# PASSAGE PROVIDED:
···
Some works are very old and no longer supported, for example, work of
Paulisch [10] and Lucas [7]. Their idea is to create a graphical interface to edit
concurrent, hierarchical, finite state machines (CHSMs). Both systems are written
in C++ in X–Windows environment. Another work almost at the same time is the
work of Edwards [2] based on tcl package. These old tools are typically unable to
handle larger Statecharts.
Two more free tools are Diagen [1], and Jgraphpad [6]. Diagen (The Diagram
Editor Generator) is a system for easy development of powerful diagram editors. It
includes a graphical front–end, and a powerful back–end language for generating
code, analysis and documentation. JGraphpad is a powerful diagram editor for
Swing that offers XML, drag and drop, zoom, automatic layout, print support, and
much more. JGraphpad, can be used to create flow charts, maps, UML diagrams,
and networks with thousands of nodes. However, these two tools are not user–
friendly, they are difficult to use.
···
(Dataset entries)
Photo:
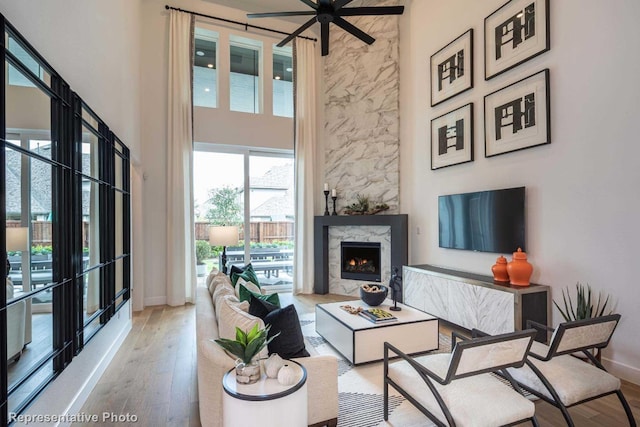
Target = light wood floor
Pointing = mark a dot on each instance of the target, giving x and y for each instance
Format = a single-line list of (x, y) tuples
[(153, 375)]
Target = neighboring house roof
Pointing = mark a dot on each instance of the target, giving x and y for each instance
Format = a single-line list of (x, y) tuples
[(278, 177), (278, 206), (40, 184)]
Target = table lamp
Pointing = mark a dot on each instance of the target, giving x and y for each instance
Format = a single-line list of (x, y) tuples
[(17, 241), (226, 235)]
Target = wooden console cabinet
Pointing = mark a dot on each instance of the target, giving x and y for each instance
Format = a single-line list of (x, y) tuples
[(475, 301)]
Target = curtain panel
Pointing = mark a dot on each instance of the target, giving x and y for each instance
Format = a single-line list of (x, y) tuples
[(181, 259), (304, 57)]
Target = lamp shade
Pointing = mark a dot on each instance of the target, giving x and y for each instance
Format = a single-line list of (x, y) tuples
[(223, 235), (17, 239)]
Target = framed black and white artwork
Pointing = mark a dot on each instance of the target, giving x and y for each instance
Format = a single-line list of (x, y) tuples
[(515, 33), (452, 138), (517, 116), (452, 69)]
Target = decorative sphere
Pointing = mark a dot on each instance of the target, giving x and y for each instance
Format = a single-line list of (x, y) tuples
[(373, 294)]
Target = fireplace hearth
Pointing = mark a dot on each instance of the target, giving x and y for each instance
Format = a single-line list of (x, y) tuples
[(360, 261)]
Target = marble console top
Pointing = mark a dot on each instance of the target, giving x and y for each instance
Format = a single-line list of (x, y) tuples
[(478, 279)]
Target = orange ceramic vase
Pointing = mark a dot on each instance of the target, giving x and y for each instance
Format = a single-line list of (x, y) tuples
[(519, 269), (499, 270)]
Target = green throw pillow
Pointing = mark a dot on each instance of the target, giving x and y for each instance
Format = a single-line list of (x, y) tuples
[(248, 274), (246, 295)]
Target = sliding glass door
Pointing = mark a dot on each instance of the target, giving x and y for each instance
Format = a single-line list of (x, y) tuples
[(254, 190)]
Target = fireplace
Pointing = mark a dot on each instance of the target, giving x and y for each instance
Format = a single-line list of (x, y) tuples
···
# WORK TO COMPLETE:
[A] According to the passage on diagram editors, what programming language and environment were the Paulisch and Lucas systems written in?
[B] List everything the passage on diagram editors says JGraphpad can be used to create.

# CORRECT ANSWERS:
[A] C++ in an X–Windows environment.

[B]
- Flow charts
- Maps
- UML diagrams
- Networks with thousands of nodes